## STATED GOAL:
Reproduce every line of the material from the line containing "Where can the vanity" through the line containing "<point>430,254</point>", requests included. Increase each coordinate given as an answer by 149, and leave the sample coordinates in the requests unchanged.

## RECORDED DATA:

____

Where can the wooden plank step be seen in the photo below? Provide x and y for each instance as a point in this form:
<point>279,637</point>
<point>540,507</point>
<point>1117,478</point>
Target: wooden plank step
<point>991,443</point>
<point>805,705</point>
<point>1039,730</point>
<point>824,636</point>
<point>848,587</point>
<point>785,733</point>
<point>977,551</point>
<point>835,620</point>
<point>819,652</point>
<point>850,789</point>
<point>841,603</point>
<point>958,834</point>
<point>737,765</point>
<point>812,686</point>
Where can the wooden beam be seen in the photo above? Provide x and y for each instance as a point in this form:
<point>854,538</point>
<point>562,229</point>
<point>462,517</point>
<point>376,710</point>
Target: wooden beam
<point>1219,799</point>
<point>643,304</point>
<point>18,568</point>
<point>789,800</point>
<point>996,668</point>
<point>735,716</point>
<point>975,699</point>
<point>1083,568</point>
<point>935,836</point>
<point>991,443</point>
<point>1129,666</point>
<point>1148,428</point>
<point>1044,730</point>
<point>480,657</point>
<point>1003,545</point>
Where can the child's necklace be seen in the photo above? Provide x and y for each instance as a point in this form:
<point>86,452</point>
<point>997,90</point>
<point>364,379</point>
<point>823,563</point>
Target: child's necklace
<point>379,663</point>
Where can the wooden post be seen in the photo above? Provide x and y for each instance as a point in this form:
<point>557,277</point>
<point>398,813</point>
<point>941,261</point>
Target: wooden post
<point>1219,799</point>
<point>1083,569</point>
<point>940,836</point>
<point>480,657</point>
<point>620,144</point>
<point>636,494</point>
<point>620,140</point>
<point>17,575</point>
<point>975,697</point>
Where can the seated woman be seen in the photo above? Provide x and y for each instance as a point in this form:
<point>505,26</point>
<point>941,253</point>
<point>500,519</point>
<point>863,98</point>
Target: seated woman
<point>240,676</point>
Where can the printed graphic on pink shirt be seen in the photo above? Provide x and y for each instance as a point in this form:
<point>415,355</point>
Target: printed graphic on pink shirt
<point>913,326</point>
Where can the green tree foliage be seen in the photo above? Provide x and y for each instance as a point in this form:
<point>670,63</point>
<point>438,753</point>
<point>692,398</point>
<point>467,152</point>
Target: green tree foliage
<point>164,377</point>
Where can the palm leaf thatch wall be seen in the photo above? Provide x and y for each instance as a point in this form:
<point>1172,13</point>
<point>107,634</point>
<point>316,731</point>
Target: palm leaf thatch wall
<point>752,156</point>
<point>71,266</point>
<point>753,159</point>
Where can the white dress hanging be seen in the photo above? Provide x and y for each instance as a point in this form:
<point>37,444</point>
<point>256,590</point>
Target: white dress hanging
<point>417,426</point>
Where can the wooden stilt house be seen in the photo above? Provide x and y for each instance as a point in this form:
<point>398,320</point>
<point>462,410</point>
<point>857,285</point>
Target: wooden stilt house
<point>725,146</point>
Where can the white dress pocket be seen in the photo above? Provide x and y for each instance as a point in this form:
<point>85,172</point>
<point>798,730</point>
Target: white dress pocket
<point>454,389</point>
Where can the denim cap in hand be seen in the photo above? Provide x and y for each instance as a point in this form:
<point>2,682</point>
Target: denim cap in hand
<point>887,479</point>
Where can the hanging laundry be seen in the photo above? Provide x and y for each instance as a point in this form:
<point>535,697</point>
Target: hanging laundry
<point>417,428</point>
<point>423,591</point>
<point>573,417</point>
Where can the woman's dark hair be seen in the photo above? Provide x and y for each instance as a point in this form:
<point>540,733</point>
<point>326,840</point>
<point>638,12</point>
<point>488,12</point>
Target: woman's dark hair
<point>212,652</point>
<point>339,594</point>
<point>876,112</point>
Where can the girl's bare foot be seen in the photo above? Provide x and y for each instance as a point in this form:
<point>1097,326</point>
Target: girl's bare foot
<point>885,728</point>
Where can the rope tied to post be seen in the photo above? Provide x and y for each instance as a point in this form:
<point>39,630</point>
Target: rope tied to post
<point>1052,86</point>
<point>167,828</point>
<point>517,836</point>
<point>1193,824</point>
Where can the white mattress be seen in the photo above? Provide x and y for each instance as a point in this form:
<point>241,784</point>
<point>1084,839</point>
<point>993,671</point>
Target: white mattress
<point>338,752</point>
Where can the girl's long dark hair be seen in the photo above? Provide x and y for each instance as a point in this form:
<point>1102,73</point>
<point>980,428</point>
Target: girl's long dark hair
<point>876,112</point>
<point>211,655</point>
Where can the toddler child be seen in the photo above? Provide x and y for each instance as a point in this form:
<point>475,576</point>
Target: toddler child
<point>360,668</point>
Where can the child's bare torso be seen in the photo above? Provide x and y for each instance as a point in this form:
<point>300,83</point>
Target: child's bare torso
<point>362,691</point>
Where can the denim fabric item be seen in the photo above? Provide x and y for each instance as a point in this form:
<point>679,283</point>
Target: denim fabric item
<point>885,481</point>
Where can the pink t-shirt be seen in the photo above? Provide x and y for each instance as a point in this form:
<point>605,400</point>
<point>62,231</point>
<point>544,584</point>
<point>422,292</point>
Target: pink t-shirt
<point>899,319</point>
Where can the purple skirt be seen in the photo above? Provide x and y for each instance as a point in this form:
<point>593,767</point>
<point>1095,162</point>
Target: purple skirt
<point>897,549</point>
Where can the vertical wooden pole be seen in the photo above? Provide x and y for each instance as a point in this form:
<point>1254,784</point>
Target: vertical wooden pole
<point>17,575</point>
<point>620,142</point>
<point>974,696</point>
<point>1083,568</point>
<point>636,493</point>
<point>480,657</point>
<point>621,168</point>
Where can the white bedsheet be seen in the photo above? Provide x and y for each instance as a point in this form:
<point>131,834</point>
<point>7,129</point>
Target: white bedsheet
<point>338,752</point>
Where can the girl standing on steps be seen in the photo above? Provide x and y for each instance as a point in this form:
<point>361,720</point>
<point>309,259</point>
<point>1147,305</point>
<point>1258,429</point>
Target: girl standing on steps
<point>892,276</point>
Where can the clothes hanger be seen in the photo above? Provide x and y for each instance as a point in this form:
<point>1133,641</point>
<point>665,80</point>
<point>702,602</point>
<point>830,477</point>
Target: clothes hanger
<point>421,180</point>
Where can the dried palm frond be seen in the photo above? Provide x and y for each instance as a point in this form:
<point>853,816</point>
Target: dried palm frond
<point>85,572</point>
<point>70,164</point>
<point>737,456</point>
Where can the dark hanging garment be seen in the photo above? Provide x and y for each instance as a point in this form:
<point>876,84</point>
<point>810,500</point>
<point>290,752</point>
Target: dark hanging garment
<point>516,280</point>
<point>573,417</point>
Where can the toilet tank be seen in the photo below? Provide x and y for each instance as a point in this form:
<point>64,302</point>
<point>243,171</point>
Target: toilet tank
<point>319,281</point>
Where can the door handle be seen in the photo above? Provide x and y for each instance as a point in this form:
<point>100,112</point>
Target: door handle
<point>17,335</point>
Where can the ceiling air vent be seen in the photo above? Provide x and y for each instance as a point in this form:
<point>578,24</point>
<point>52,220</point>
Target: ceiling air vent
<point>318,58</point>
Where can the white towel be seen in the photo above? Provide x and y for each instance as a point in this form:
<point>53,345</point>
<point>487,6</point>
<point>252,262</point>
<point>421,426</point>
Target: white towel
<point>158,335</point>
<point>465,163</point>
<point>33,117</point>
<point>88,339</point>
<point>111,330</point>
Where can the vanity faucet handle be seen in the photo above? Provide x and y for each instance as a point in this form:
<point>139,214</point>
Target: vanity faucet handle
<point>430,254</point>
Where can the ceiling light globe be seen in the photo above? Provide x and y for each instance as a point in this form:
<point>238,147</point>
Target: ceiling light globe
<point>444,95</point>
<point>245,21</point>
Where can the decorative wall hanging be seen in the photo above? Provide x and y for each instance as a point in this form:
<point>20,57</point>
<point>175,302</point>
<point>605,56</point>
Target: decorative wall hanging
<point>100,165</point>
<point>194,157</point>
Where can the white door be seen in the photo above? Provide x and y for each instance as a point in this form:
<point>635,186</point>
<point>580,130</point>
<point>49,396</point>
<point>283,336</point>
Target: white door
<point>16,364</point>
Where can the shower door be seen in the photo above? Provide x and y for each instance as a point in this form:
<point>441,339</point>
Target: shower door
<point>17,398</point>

____

## SOLUTION TO THIS EXERCISE:
Where can the vanity faucet handle be seen in the photo above? Provide x and y for each instance as a point in this form:
<point>139,214</point>
Target: vanity faucet handle
<point>579,403</point>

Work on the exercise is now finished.